=== EXERCISE GOAL ===
Reproduce the BBQ cabinet thread from "Gladly pay for" to "flooring if I can.", renaming "bamboo" to "walnut" everywhere it occurs.

=== TEXT EXTRACT ===

# BBQ Cabinet for Competitions



## Plowboy (Dec 31, 2006)

I picked up a metal cabinet at an auction for $4. It has 4" wheels on the bottom, a flip up side table, paper towel hanger, side trash basket, drawer and underneath storage. It is in good shape, but needs some TLC. The height is perfect for standing at and prepping or slicing BBQ at competitions. The storage is great for my knives, sharpening tools, and other goodies.

I've started by breaking it down into the individual components and removing the hardware. I wanted to have it powder coated black, but the drawer slides are spot welded onto the cabinet and drawer. I'm afraid the plastic wheel on the slides would melt or warp during the baking process. So I decided to spray paint it. Starting with a rust preventing primer and finishing with a gloss black enamel. I need to see if there's a clear coat available.

So where this fits in with this site is that I plan to build a butcher block top for it. I'm not quite ready for that stage yet, but have begun thinking about it. I want to use hard maple with end grain exposed for the cutting surface. I'd like to find an 8/4 board to make it from. I'm toying with the idea of using bamboo for some accents. Planning for slots either in the butcher block or the flip up side table to store my knives while I'm using it. A wood tray will be build inside the drawer for more permanent knife storage.

I'm toying with putting a flame job across the base of the cabinet. Our Pork Pullin Plowboys logo will go on the front. I'd like to find metal drawer pulls with flames. I may have to have them special made.


----------



## TexasTimbers (Oct 17, 2006)

I see a diamond in the rough! 

I forget who it was someone posted some pictures of some awesome cutting boards here a while back. Fixin to leave to hopefully pick up computer but search the archives type in cutting boards and see what happens .. . . . .

that cabinet the way you described it will look awesome.


----------



## Plowboy (Dec 31, 2006)

Thanks,

Wonder if any of you with saw mills have any maple cutoffs that I can use? They don't have to be much. Any width will do since I'm using end grain. They only have to be a couple of inches long, too.

Gladly pay for some scraps.


----------



## Plowboy (Dec 31, 2006)

I picked up an 8/4 piece of maple today along with a 5/4 board of the same. Two different thinknesses will look better I think. Having trouble finding bamboo stock without buying a $180 case of bamboo flooring. Because I want to get working on it this weekend, I'm thinking about cherry accents instead of the bamboo. I still want to try and find some bamboo for future projects, but more scrap flooring if I can.

Daren sent me a couple pieces of curly maple just perfect for matching handles on two knives. I'll match them with cherry dowels so that the knives and cutting board coordinate. In my mind, this is going to be fantastic. We'll see how it turns out. LOL


----------



## Plowboy (Dec 31, 2006)

[Location labeling records]
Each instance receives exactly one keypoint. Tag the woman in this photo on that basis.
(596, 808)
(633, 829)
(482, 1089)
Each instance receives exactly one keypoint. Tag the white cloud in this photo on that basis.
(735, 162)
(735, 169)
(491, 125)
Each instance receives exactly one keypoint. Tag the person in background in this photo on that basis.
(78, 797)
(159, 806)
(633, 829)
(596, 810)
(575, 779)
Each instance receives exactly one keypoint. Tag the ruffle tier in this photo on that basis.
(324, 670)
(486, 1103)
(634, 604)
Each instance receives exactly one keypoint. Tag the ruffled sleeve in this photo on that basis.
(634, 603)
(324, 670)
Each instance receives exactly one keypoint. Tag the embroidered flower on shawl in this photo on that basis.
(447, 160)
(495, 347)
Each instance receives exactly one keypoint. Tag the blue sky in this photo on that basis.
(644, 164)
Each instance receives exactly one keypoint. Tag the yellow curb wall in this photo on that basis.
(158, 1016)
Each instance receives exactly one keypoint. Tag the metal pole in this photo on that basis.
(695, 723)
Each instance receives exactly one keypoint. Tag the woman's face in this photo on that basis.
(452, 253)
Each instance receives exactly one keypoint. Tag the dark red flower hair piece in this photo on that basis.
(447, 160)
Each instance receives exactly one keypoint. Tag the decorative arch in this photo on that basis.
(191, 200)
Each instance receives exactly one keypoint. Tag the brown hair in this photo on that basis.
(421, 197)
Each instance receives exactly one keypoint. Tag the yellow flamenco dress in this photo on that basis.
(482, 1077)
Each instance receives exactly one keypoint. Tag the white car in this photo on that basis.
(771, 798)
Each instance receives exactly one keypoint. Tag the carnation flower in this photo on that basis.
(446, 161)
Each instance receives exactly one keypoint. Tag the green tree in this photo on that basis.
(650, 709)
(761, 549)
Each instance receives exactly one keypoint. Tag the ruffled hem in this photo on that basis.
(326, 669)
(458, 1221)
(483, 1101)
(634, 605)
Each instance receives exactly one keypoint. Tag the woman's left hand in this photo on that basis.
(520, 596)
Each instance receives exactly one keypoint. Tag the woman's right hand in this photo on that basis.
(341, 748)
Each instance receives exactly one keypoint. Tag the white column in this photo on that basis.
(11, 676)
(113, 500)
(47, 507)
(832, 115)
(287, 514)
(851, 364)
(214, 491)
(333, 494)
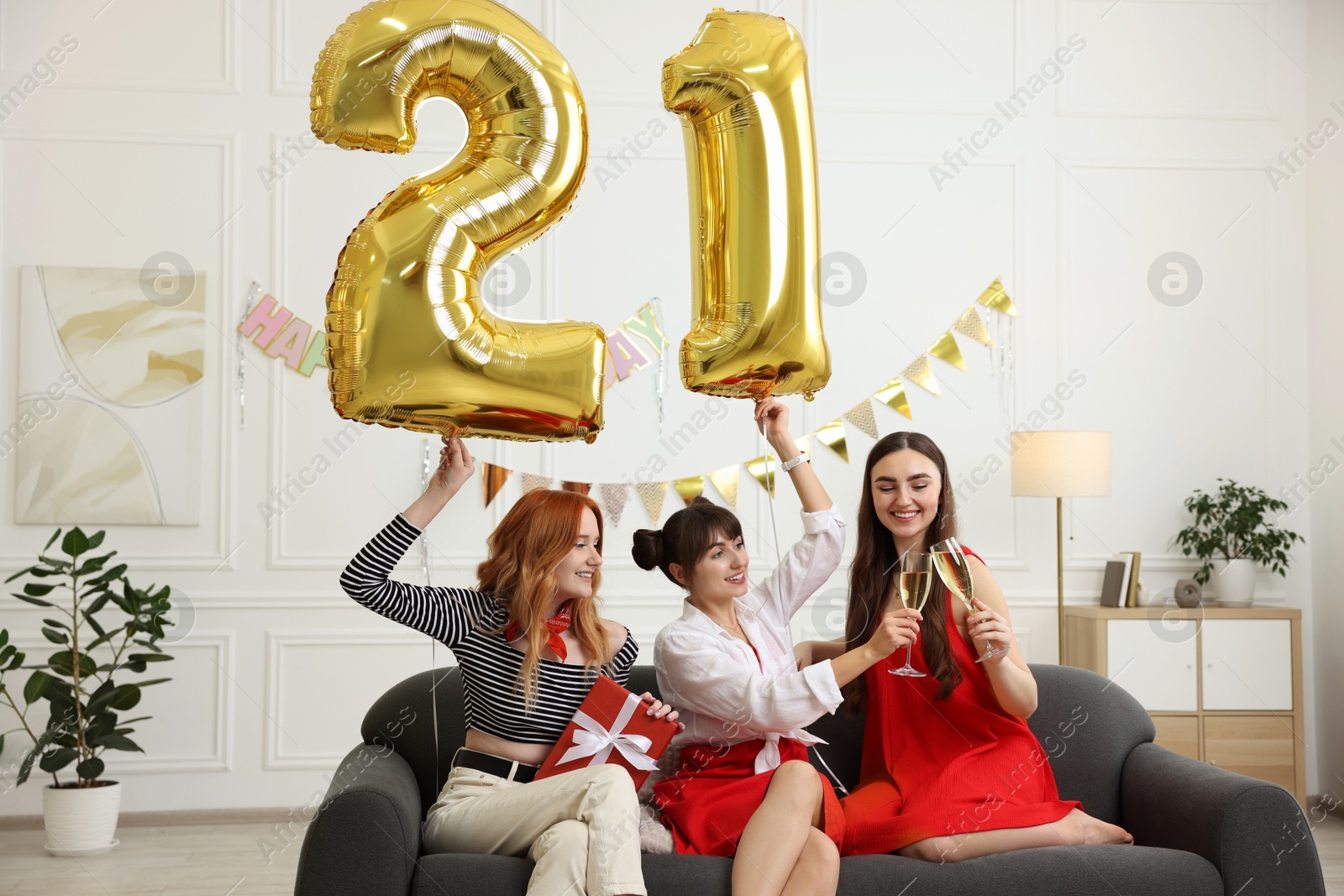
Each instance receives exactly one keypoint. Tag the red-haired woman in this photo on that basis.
(951, 768)
(530, 642)
(743, 786)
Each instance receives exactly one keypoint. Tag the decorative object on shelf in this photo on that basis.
(1187, 593)
(1233, 539)
(109, 410)
(1059, 465)
(741, 87)
(77, 683)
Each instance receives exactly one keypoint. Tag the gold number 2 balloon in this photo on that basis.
(741, 87)
(409, 340)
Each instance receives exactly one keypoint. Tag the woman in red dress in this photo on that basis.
(951, 768)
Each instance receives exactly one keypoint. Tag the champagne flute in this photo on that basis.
(914, 579)
(951, 562)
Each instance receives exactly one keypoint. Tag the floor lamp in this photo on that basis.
(1061, 465)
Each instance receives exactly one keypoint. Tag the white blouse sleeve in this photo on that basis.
(804, 569)
(696, 673)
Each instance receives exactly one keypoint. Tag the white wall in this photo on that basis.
(156, 130)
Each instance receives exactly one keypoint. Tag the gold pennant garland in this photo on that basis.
(862, 417)
(971, 324)
(652, 495)
(921, 374)
(998, 298)
(726, 484)
(690, 488)
(947, 349)
(615, 497)
(894, 396)
(534, 481)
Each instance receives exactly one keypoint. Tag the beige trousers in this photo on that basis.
(582, 828)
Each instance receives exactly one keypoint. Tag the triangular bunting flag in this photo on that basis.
(921, 374)
(947, 349)
(894, 396)
(763, 470)
(971, 324)
(726, 483)
(862, 417)
(534, 481)
(615, 497)
(690, 488)
(492, 479)
(998, 298)
(832, 436)
(652, 495)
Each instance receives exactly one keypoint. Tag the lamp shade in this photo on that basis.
(1068, 465)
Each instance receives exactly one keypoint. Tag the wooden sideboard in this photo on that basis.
(1222, 685)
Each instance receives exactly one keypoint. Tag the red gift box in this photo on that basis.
(611, 728)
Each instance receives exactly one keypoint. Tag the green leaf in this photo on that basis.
(76, 542)
(37, 685)
(58, 759)
(118, 741)
(124, 698)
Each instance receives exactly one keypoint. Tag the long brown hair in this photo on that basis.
(874, 569)
(526, 548)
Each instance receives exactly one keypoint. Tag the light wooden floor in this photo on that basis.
(225, 860)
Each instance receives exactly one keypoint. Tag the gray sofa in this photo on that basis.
(1198, 829)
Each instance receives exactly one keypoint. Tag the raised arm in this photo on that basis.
(772, 418)
(441, 613)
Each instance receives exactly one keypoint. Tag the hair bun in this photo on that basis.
(648, 548)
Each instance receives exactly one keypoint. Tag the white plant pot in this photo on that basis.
(1234, 580)
(81, 821)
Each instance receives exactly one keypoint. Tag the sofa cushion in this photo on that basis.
(1063, 871)
(1050, 871)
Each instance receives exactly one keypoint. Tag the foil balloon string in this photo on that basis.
(253, 291)
(427, 472)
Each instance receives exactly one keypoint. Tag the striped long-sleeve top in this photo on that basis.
(470, 624)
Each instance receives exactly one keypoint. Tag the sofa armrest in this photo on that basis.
(365, 839)
(1249, 829)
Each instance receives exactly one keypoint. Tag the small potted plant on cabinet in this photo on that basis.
(1233, 537)
(77, 684)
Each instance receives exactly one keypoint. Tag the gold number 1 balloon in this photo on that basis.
(409, 338)
(743, 92)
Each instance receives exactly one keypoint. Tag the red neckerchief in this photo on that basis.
(557, 624)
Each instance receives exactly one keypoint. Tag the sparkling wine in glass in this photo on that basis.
(951, 563)
(914, 579)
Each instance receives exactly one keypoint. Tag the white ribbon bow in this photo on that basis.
(593, 739)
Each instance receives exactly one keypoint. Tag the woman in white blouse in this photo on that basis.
(743, 786)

=== SOLUTION ===
Gladly pay for some scraps.


----------



## Plowboy (Dec 31, 2006)

I picked up an 8/4 piece of maple today along with a 5/4 board of the same. Two different thinknesses will look better I think. Having trouble finding walnut stock without buying a $180 case of walnut flooring. Because I want to get working on it this weekend, I'm thinking about cherry accents instead of the walnut. I still want to try and find some walnut for future projects, but more scrap flooring if I can.